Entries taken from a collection
—————
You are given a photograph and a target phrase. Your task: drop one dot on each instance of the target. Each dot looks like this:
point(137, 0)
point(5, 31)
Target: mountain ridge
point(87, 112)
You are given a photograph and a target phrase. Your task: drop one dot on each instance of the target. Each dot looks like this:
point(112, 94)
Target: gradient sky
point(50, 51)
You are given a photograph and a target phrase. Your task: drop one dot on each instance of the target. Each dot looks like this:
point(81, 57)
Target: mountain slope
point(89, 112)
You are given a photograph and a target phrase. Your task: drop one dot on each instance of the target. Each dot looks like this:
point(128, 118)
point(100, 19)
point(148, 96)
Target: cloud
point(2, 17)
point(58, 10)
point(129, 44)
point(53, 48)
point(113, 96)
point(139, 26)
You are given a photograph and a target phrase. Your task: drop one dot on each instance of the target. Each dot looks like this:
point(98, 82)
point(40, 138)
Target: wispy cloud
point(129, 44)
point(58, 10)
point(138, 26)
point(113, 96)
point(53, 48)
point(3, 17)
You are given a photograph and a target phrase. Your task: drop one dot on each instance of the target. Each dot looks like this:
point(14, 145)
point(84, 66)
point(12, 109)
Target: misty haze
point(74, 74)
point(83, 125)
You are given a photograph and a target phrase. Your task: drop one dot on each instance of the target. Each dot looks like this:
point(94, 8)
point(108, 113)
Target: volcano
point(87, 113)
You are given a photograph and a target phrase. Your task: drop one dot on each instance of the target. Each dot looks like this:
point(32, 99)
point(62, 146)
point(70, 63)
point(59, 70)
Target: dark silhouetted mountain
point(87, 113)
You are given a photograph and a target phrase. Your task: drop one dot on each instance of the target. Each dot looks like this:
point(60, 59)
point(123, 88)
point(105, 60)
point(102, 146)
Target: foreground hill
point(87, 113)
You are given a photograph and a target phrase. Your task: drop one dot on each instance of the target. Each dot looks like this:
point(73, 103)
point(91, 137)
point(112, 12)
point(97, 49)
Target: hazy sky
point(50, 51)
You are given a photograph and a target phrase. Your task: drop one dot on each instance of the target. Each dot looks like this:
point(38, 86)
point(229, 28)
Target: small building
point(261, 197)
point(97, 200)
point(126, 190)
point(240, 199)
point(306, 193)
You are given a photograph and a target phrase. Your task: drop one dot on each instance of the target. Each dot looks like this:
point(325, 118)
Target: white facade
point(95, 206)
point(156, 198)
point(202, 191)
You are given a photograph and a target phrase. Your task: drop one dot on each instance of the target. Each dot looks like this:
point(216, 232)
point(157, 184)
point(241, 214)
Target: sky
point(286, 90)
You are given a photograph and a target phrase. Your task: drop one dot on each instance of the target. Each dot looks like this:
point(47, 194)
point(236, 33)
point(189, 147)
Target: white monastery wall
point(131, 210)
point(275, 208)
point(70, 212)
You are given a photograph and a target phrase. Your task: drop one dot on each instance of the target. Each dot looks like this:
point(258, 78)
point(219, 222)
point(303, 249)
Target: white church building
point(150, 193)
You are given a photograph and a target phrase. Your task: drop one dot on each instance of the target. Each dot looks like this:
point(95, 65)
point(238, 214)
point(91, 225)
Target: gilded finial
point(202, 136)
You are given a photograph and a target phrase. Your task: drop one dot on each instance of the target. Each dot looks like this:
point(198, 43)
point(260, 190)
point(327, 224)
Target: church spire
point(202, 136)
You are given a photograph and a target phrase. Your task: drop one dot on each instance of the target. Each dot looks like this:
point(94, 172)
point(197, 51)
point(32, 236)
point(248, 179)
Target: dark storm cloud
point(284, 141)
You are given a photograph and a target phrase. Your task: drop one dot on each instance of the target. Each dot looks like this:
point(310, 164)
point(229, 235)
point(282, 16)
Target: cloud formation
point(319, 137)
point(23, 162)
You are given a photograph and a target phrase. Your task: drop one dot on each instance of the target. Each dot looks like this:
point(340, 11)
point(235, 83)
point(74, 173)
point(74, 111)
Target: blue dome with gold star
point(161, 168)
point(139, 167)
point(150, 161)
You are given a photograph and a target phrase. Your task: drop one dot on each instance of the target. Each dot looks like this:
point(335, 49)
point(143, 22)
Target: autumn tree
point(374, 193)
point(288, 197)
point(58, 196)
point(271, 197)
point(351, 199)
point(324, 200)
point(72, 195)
—————
- _WHAT IS EXPECTED_: Each record above is to be reproduced exactly, in full.

- _TASK RESULT_:
You are given a photograph and a target phrase. Your task: drop one dot on each instance of the target. Each dot looks like this:
point(137, 0)
point(5, 31)
Target: mountain ridge
point(87, 112)
You are given a photograph and a target phrase. Your task: drop one dot on each instance of the target. Each dot looks like this:
point(112, 94)
Target: gradient sky
point(50, 51)
You are given a photograph and a target phrase. Your task: drop one dot on each instance of the target. Each dot looks like this:
point(81, 57)
Target: mountain slope
point(89, 112)
You are given a photograph and a target phrase. Your task: drop one dot on each instance of the target. Each dot looks like this:
point(128, 118)
point(100, 19)
point(148, 96)
Target: cloud
point(2, 17)
point(58, 10)
point(129, 44)
point(53, 48)
point(113, 96)
point(139, 26)
You are given a photograph and a target phrase. Your task: drop one dot on each instance of the target. Each dot looks like this:
point(98, 82)
point(40, 138)
Target: wispy cloud
point(129, 44)
point(58, 10)
point(138, 26)
point(113, 96)
point(53, 48)
point(3, 17)
You are given a photograph and a target phrase. Your task: drop one dot on each instance of the target. Each dot looks like this:
point(14, 145)
point(84, 66)
point(12, 109)
Target: misty haze
point(74, 74)
point(83, 125)
You are given a photograph and a target phrase. Your task: drop one dot on each instance of the target. Each dot looks like this:
point(94, 8)
point(108, 113)
Target: volcano
point(87, 113)
You are given a photograph and a target phrase. Your task: drop one dot on each instance of the target. Each dot looks like this:
point(32, 99)
point(62, 146)
point(70, 63)
point(59, 70)
Target: dark silhouetted mountain
point(87, 113)
You are given a photograph and a target phrase. Your task: drop one dot on each instance of the target. Each dot looks like this:
point(60, 59)
point(123, 88)
point(105, 60)
point(102, 146)
Target: foreground hill
point(87, 113)
You are given a photograph and a target phrase. Your task: drop one dot on each instance of the target. Each dot looks like this:
point(73, 103)
point(91, 137)
point(112, 12)
point(97, 49)
Target: hazy sky
point(50, 51)
You are given a photograph and a target phrase. Your task: drop one dot on each instance of the target. Each dot looks like this:
point(38, 86)
point(229, 28)
Target: small building
point(261, 197)
point(97, 200)
point(126, 190)
point(240, 199)
point(306, 193)
You are given a photograph and a target phrase. Your task: drop one dot on each instance of the target. Each dot looks like this:
point(325, 118)
Target: white facade
point(95, 206)
point(156, 198)
point(202, 191)
You are given a photograph and a target phrase. Your task: drop one dot on each instance of the target. Each dot looks like this:
point(216, 232)
point(157, 184)
point(241, 214)
Target: sky
point(286, 90)
You are given a photograph and a target phrase. Your task: drop one dot on each instance of the target. Each dot looks like this:
point(47, 194)
point(236, 33)
point(189, 147)
Target: white monastery wall
point(131, 210)
point(275, 208)
point(70, 212)
You are given a photograph and a target phrase. Your task: drop one dot on each instance of the target. Each dot looks like this:
point(258, 78)
point(219, 222)
point(303, 249)
Target: white church building
point(150, 193)
You are given a photograph and a target phrase. Your task: drop one dot on each instance of the target. Each dot looks like this:
point(95, 65)
point(238, 214)
point(91, 225)
Target: gilded finial
point(202, 136)
You are given a photograph and a target phrase. Your task: drop one dot on each instance of the target. Each dot looks like this:
point(198, 43)
point(260, 190)
point(327, 224)
Target: church spire
point(202, 136)
You are given a photograph and a target phrase. Your task: drop one dot on each instance of the target. Each dot looks like this:
point(94, 172)
point(197, 51)
point(32, 236)
point(248, 179)
Target: dark storm cloud
point(284, 141)
You are given a photograph and a target phrase. Your task: drop one dot on each instance of the target. Each dot looks like this:
point(310, 164)
point(229, 235)
point(282, 16)
Target: cloud formation
point(319, 137)
point(23, 162)
You are given a photograph and a target phrase. Your task: drop one dot on each instance of the target. Each dot looks like this:
point(340, 11)
point(235, 83)
point(74, 173)
point(74, 111)
Target: blue dome with gold star
point(161, 168)
point(139, 167)
point(150, 161)
You are given a photograph and a target phrase. Your task: drop one dot on each instance of the target. Each dot looks like this:
point(335, 49)
point(143, 22)
Target: autumn tree
point(374, 193)
point(288, 197)
point(58, 196)
point(271, 197)
point(351, 199)
point(324, 200)
point(72, 195)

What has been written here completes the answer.